JOB » Count the lines in the data below that contain the string "backdrop", treating case as significant. Give only the number.

Excerpts from a point labeling dataset
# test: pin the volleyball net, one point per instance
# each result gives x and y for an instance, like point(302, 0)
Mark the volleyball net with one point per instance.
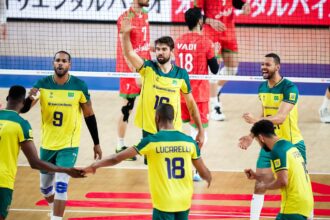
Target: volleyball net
point(296, 30)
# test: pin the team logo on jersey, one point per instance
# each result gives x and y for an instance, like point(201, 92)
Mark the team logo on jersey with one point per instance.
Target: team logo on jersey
point(30, 133)
point(70, 94)
point(292, 96)
point(277, 163)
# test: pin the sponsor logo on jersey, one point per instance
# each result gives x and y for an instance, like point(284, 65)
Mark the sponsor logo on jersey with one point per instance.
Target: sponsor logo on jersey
point(292, 96)
point(70, 94)
point(277, 163)
point(30, 133)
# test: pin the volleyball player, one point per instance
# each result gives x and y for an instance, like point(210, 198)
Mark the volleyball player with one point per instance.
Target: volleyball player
point(129, 88)
point(279, 99)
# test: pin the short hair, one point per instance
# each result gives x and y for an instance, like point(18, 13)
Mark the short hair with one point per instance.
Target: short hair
point(16, 93)
point(263, 127)
point(276, 57)
point(165, 112)
point(165, 40)
point(62, 51)
point(192, 16)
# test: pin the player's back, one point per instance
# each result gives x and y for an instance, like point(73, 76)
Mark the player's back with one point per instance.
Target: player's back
point(13, 130)
point(297, 196)
point(271, 98)
point(192, 50)
point(169, 154)
point(61, 111)
point(158, 88)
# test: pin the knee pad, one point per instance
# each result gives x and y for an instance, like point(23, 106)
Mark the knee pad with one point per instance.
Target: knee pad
point(61, 186)
point(193, 134)
point(46, 184)
point(127, 108)
point(228, 71)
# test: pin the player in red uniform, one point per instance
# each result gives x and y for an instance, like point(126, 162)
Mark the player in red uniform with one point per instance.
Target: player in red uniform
point(220, 28)
point(195, 52)
point(140, 38)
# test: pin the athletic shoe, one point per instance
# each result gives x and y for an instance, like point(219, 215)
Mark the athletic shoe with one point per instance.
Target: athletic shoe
point(217, 115)
point(324, 115)
point(129, 159)
point(197, 177)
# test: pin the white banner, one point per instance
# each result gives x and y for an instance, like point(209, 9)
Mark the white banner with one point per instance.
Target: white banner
point(99, 10)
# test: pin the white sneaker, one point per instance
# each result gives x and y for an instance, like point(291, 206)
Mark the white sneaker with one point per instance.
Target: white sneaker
point(324, 115)
point(197, 177)
point(216, 114)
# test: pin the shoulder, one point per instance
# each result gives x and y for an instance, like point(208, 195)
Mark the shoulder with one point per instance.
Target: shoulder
point(289, 84)
point(44, 82)
point(263, 86)
point(281, 147)
point(78, 83)
point(180, 72)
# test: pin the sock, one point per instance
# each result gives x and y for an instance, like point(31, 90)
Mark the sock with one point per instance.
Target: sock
point(256, 206)
point(325, 103)
point(51, 206)
point(219, 89)
point(214, 102)
point(121, 143)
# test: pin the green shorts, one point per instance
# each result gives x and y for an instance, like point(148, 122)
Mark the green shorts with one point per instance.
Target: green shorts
point(6, 196)
point(282, 216)
point(264, 156)
point(66, 157)
point(160, 215)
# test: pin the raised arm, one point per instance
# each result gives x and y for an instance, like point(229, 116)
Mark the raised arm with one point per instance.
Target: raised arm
point(129, 53)
point(92, 127)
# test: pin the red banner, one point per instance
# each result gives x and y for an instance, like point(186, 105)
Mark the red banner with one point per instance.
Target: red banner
point(288, 12)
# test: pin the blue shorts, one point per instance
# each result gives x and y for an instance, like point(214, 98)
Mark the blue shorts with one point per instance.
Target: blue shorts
point(66, 157)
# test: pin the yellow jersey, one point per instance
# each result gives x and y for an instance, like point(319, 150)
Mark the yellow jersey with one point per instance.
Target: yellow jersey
point(271, 98)
point(297, 196)
point(169, 154)
point(61, 112)
point(158, 88)
point(13, 130)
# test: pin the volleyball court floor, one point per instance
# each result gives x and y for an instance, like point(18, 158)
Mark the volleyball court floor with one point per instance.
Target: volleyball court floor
point(121, 192)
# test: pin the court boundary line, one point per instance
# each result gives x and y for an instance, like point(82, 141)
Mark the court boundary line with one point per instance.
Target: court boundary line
point(145, 168)
point(139, 213)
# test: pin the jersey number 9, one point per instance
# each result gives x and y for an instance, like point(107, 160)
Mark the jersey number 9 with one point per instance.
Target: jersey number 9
point(58, 119)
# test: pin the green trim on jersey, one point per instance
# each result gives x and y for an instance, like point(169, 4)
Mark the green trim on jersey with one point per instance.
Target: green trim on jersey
point(123, 95)
point(286, 87)
point(14, 117)
point(73, 83)
point(176, 72)
point(279, 154)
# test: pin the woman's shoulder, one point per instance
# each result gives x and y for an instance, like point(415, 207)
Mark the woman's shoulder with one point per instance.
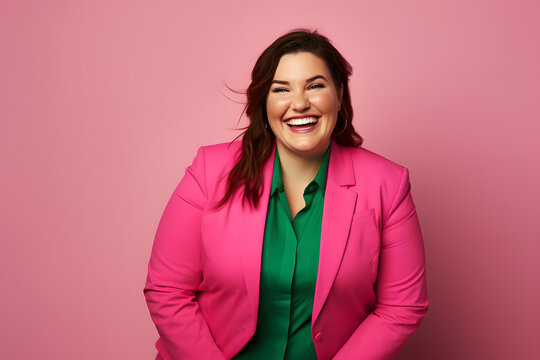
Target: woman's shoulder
point(363, 159)
point(223, 152)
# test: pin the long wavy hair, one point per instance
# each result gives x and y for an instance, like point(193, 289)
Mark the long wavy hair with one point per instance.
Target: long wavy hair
point(258, 139)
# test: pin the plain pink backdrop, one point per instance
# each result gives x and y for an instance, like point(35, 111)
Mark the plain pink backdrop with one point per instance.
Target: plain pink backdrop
point(104, 103)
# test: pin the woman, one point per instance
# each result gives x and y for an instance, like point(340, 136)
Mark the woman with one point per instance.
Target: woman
point(294, 243)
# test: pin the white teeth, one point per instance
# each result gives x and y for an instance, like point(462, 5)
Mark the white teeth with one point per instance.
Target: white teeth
point(303, 121)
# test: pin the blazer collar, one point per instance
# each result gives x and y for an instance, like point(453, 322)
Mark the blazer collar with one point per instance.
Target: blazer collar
point(339, 204)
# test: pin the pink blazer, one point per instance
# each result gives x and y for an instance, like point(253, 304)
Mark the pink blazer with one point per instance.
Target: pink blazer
point(202, 288)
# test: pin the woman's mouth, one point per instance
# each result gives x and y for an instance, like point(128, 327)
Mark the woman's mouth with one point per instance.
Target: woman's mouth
point(302, 125)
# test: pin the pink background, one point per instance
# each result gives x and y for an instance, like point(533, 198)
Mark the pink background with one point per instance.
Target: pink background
point(104, 103)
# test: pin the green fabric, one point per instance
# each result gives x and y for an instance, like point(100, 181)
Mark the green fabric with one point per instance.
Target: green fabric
point(290, 260)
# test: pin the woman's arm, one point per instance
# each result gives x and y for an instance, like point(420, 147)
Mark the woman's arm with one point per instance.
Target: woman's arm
point(401, 289)
point(174, 271)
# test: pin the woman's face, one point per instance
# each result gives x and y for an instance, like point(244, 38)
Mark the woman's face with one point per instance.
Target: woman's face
point(302, 105)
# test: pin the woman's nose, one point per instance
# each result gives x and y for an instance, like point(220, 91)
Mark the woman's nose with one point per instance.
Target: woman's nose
point(300, 101)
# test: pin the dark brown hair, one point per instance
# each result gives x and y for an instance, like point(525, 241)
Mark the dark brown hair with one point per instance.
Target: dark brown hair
point(258, 139)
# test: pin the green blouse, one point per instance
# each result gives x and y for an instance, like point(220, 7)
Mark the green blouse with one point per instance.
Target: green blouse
point(290, 260)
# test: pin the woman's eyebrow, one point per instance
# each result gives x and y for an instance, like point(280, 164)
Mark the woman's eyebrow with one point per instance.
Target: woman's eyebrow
point(308, 80)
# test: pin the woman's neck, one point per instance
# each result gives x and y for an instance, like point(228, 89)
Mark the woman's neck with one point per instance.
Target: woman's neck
point(299, 168)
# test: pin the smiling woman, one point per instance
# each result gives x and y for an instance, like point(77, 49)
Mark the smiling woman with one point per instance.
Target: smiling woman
point(294, 243)
point(302, 105)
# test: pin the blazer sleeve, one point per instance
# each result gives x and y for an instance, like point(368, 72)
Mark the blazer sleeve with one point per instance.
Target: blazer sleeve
point(174, 272)
point(400, 289)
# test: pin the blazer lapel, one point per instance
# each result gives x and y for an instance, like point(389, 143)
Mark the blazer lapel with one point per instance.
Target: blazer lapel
point(251, 228)
point(339, 203)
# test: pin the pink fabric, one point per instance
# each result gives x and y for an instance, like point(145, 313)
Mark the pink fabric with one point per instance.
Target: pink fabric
point(203, 276)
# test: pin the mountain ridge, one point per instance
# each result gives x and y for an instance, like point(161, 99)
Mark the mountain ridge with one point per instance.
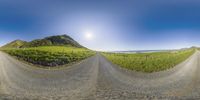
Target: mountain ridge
point(56, 40)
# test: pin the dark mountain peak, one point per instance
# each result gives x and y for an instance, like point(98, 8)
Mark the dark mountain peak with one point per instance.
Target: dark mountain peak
point(57, 40)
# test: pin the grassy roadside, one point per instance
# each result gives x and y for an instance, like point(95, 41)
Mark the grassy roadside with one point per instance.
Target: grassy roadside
point(149, 62)
point(50, 56)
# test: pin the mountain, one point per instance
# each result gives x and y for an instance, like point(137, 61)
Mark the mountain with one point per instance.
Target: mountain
point(58, 40)
point(15, 44)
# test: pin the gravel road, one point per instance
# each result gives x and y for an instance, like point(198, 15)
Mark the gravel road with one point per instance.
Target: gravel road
point(97, 79)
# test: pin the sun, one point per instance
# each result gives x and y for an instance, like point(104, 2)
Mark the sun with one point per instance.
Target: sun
point(88, 35)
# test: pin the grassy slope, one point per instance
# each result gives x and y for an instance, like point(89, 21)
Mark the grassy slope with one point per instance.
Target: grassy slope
point(50, 55)
point(149, 62)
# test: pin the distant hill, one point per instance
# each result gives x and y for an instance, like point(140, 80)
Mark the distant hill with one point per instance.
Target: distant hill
point(15, 44)
point(58, 40)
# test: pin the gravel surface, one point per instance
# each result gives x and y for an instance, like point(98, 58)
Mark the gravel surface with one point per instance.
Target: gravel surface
point(97, 79)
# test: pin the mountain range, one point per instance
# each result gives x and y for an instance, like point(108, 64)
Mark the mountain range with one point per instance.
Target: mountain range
point(58, 40)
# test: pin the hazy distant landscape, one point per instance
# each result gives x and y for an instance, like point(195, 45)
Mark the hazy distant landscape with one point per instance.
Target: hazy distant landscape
point(99, 50)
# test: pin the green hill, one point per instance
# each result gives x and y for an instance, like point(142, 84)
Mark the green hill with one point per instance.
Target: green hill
point(15, 44)
point(58, 40)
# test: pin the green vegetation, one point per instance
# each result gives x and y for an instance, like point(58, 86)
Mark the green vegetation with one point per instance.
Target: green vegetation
point(15, 44)
point(149, 62)
point(58, 40)
point(50, 55)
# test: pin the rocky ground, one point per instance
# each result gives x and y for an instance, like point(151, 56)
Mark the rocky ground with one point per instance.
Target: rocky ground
point(97, 79)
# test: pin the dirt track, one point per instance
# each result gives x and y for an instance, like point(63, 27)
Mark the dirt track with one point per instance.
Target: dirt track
point(97, 78)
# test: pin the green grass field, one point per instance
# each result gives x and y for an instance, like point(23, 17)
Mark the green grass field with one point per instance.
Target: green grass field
point(50, 55)
point(149, 62)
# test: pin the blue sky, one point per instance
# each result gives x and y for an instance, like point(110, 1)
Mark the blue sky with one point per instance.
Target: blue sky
point(114, 24)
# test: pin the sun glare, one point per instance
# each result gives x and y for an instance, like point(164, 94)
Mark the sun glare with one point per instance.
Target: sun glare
point(88, 35)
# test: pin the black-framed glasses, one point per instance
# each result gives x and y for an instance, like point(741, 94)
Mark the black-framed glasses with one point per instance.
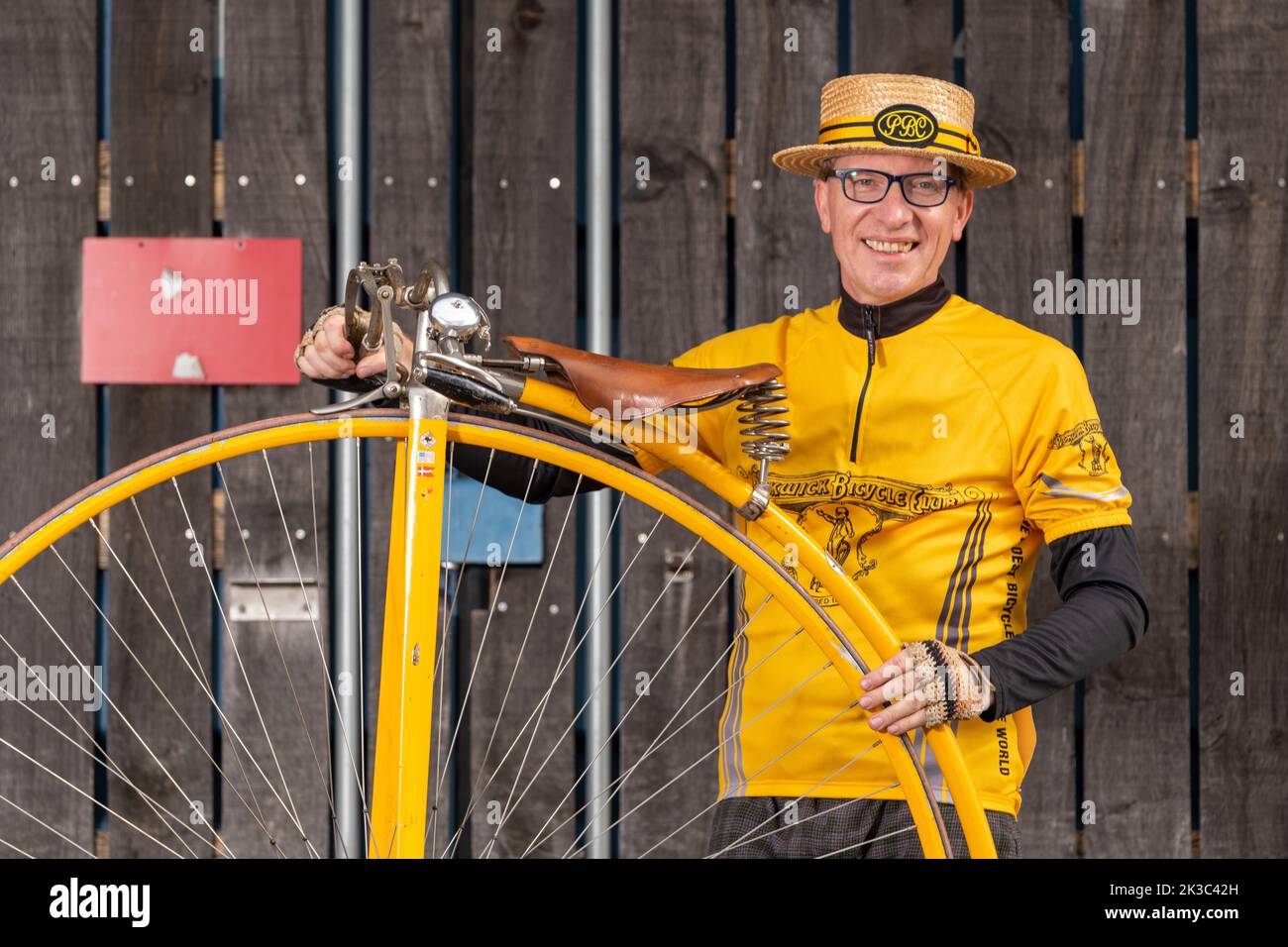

PROBLEM SOLUTION » 3